[Collection entries]
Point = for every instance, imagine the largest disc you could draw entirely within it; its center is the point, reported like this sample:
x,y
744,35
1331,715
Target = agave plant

▶ [Given problem] Repeat the material above in full, keeping every word.

▶ [Answer to the task]
Point = for every instance, imagine the largest disc you could draw entirely within it; its center is the point, reported like this sample:
x,y
744,35
1331,715
Target = agave plant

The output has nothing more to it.